◆ YOUR OBJECTIVE ◆
Write the next part of the commencement address to the class of 2012, picking up after its last sentence.

◆ TEXT PASSAGE ◆
=== Section Start ===

Commencement Address
A song by the Dave Matthews Band once asked, "where are you going?" This question is appropriate for the time at hand, but also exemplary of the questions you should be asking yourselves now.
No one thing can determine your destiny, it is instead the result of a summation of many factors; thus, finding an answer to the question of where you are going is a difficult task. Every individual must construct his or her own answer. Before you can respond to this question of where you will go, you must first determine where you can go; where you want to go. Only you know the answers to these questions. It is your world that you exist in, take charge of it.
The key to any success is perseverance, patience, and determination. As advice to the youth of his time, the celebrated author Samuel Clemens wrote:
"If a person [offends] you and you are in doubt as to whether it was intentional or not, do not resort to extreme measures; simply watch for your chance and hit him with a brick."
A powerful message, though dressed in sadistic humor, that if things do not go your way, which sometimes they will not, that you need not act in an irrational manner or jump to conclusions; rather, weather the storm, you'll eventually get compensation for your effort.
You know, too many people worry about the trivialities of life, but those who look past these pot holes in the road are the ones who will arrive at their destination first. You should live for yourself, no one else. Do things that make you happy, because in the long run, don't you want to be doing something you enjoy?
Do not lose track of your goals in life, let yourself fall short of any aspirations, or let anyone dissuade your beliefs. Be diligent with your work ethic, temperate with your leisure and always conscious of those around you who have helped you and inspired you. When in doubt, a call home can usually remedy the situation. But at the same time, you must learn to make decisions for yourselves, pedal on your own.
Class of 2012, today you are being given a new block of clay with which to shape your future. This block can be shaped in any way that you can conceive; however, you must first realize that you are the one making the sculpture; you are the artist.
Seize the day, class of 2012! Do not let opportunities pass you by; they are the ones driving the red sports cars and traveling faster than you. Ask yourself: what do I want to do with my life? What kind of person am I? What kind of person do I want to be? What changes need to be made? Times are different now that you have graduated, you have to do things for yourselves. You make your future what you want it to be. Since each thing in the world today has been made by an individual who wanted to make it, who's to say that you can't make what you want happen?

=== Section End ===

◆ DATA LISTING ◆
=== Section Start ===

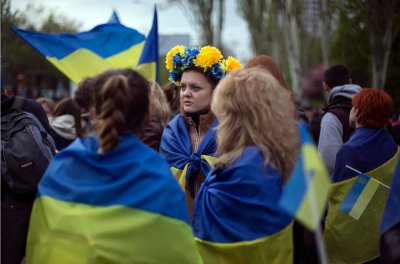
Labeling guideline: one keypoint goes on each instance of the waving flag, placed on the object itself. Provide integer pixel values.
(306, 192)
(105, 47)
(148, 62)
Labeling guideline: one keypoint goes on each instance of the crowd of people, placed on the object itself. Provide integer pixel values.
(193, 172)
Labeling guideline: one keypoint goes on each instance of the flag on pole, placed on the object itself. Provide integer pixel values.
(359, 196)
(114, 18)
(391, 214)
(85, 54)
(148, 62)
(305, 194)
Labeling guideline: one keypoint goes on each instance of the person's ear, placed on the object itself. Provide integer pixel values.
(326, 87)
(148, 118)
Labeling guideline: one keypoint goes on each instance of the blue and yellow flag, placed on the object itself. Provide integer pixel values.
(306, 192)
(105, 47)
(359, 196)
(236, 215)
(120, 207)
(391, 216)
(176, 148)
(148, 62)
(350, 239)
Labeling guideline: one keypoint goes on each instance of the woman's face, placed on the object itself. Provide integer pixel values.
(196, 92)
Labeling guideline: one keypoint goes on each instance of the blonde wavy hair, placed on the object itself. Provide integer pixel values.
(253, 109)
(159, 105)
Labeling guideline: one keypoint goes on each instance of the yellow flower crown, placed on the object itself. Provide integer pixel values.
(209, 58)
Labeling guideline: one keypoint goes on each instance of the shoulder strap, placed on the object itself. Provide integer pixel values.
(19, 103)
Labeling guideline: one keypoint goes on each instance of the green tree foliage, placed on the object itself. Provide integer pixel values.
(352, 47)
(20, 59)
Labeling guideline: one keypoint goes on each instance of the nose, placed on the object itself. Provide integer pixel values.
(186, 93)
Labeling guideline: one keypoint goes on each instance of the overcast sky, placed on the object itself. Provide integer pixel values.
(138, 14)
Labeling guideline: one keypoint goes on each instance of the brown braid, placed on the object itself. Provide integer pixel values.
(111, 123)
(122, 105)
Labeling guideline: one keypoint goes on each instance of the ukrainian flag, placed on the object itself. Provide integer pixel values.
(121, 207)
(236, 215)
(176, 148)
(105, 47)
(354, 238)
(359, 196)
(390, 239)
(306, 192)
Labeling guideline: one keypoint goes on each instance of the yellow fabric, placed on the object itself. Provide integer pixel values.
(180, 175)
(313, 205)
(277, 248)
(83, 63)
(348, 240)
(65, 232)
(365, 197)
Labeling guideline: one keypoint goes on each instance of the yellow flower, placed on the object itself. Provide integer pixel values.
(207, 57)
(232, 64)
(170, 55)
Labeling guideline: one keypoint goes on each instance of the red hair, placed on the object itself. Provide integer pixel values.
(374, 107)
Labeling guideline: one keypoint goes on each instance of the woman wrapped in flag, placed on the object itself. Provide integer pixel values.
(110, 198)
(236, 216)
(363, 173)
(188, 141)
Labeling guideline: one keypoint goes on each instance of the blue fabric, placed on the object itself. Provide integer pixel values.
(367, 149)
(391, 215)
(131, 175)
(354, 193)
(240, 203)
(297, 187)
(176, 148)
(118, 38)
(150, 50)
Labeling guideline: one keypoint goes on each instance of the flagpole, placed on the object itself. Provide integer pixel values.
(318, 232)
(359, 172)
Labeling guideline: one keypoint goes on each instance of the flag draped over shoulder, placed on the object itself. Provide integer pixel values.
(176, 148)
(390, 227)
(306, 192)
(236, 215)
(350, 239)
(121, 207)
(105, 47)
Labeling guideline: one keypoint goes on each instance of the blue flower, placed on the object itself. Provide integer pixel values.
(175, 75)
(190, 55)
(216, 71)
(177, 60)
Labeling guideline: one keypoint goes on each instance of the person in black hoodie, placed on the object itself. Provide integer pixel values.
(16, 210)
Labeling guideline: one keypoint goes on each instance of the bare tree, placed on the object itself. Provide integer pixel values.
(202, 13)
(383, 20)
(255, 13)
(288, 12)
(325, 31)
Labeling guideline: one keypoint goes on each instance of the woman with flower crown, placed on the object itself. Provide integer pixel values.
(236, 217)
(188, 141)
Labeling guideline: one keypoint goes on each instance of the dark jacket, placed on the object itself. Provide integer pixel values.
(152, 134)
(16, 210)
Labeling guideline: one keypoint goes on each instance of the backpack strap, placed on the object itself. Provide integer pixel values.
(19, 103)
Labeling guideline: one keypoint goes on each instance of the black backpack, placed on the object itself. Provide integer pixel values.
(26, 149)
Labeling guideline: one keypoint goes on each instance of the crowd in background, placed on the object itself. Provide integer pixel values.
(193, 171)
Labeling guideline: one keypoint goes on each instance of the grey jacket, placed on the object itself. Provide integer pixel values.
(331, 134)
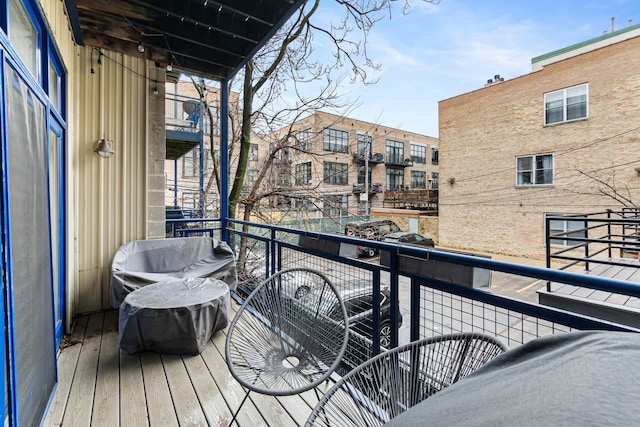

=== Section End ===

◆ OUTPUT OF THE EXERCISE ◆
Those who command the respect of others will be tomorrow's leaders; those who command the admiration of others will be tomorrow's heroes; and those who command the space shuttle will be tomorrow's astronauts. At any rate, there are essential necessities for your success: being respected before being liked; looking beyond superficiality before casting judgements; assessing the merit of all things that you come across before holding them in high regard; patience before impetuousness; and finally, integrity before vanity. In all that you do in life, look at the big picture and try to comprehend all that you see; do not let your predilections blind you to new things. There is a wonderful world of endless knowledge out there. You only get one life to experience it, why not make the most of that opportunity?
You have all accomplished many things in the mandatory part of your educational careers, but what will you do from here? The answer: anything. Anything you want to do can be done, it is all at your fingertips, but you have to realize this. You have to realize what it takes to accomplish what you want. If you want to be a doctor, go to medical school; if you want to be a lawyer, go to law school; if you want to be an engineer, go to engineering school; or, if you want to go and hunt for the Sasquatch, then go learn forensic science and pursue your quest! The only thing is that you must realize that you can do anything. Anything, class of 2012, you can make it happen. It's just up to you where you are going.